──────── Text to read ────────

7. As far as the present action initiated by the Central Bank of India is concerned, the notice to evict was issued on 26th June, 2007, much after the Maharashtra Rent Control Act came into force on 31.3.2000. This Act clearly lays down that it shall not apply to Public Ltd. Companies having a paid up share capital of Rs. One Crore or more. Section 3 (1) (b) of the Act reads as follows:- 3 Exemption
1) This act shall not apply
(b) To any premises let or sub-let to banks, or any Public Sector Undertakings or any Corporation established by or under any Central or State Act, or foreign missions, international agencies multinational companies, and private limited companies and public limited companies having a paid up share capital of rupees one crore or more." There is no dispute that the respondent N.R.C. Ltd. is a company having a paid up share capital of more than rupees one crore. That being so, the protective umbrella of the State Rent Control Act which was available to the N.R.C. Ltd. would not be available to it beyond 31.3.2000. That being so, the provisions of Public Premises Act would clearly apply to these premise on or after 31.3.2000 for the purposes of eviction of unauthorised occupants and therefore, the action initiated by the Central Bank of India could not be faulted with.

──────── Excerpted records ────────

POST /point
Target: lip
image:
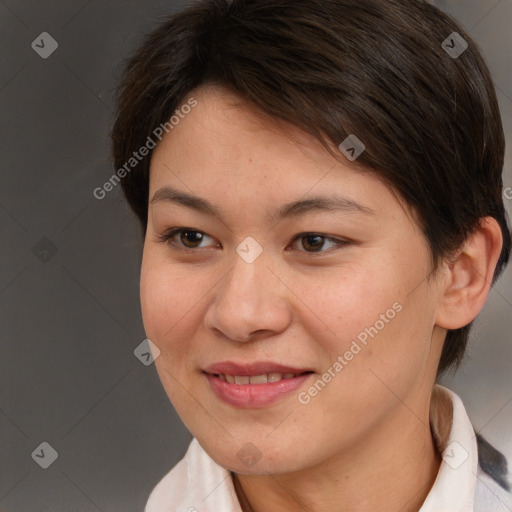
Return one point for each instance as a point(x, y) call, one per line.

────────
──────── Excerpted records ────────

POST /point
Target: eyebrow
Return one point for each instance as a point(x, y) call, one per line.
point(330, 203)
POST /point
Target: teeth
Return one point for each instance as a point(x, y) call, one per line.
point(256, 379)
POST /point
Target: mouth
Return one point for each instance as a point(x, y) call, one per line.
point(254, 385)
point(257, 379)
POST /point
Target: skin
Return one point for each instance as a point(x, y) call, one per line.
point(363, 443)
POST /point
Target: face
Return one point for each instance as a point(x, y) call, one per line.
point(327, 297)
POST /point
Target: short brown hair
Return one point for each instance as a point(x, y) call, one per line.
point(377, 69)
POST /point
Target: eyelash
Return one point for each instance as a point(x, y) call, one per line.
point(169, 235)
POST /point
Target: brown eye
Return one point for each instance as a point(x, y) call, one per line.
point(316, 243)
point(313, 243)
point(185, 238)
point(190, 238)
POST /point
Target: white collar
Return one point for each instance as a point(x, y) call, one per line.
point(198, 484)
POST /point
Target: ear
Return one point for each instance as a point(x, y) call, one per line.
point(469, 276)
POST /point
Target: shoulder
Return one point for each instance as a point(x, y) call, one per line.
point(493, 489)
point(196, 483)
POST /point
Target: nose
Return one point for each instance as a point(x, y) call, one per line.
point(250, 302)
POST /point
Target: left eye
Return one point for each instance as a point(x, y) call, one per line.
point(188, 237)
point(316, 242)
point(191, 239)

────────
──────── Excerpted records ────────

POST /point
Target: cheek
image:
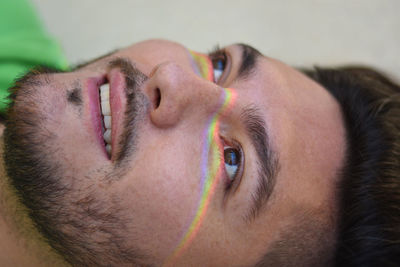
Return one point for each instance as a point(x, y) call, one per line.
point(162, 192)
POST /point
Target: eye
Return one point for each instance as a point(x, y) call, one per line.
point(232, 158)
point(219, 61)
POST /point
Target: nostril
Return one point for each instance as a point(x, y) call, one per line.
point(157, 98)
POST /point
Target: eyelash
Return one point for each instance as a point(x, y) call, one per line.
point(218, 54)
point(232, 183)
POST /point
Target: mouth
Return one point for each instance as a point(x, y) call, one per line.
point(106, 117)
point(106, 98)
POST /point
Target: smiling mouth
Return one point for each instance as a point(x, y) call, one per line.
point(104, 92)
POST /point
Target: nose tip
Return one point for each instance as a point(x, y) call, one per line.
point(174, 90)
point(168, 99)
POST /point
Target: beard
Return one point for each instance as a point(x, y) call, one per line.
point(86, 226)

────────

▶ **Directives**:
A. Return every line from the entries above that contains the string "brown".
B. Extend the court ruling on the rent act exemption, starting right after its last sentence.

▶ **Responses to the tasks**:
A.
Target: short brown hair
Target: brown eye

B.
8. Mr. Andhiyarujina, learned senior counsel, appearing for the N.R.C. Ltd. has drawn our attention to the fact that the company's affairs are before the BIFR, and it also had correspondence with the trade union representing the employees, but the employees union was not ready to help in any manner. Those are different aspects, and as pointed out by Mr. Raju Ramachandran, learned senior counsel, the financial difficulties of N.R.C. Ltd. were brought to the notice of this Court by filing the I.A.No.2 of 2014 which was not pressed, and that being so, the issue cannot be allowed to be re-agitated. A tenant or an occupant cannot be permitted to be on the premises of the landlord without paying the rent, or the occupation charges, which is what N.R.C. Ltd. is attempting to do.
9. This being the position, in our view, the Central Bank will be entitled to take back the possession of the concerned premises with respect to which the order of eviction has been passed, and we permit it to resume the same by taking the help of police if required. The contempt petition is allowed in the above terms.
...................J. [H.L. GOKHALE]
...................J. [KURIAN JOSEPH]
MARCH 05, 2014.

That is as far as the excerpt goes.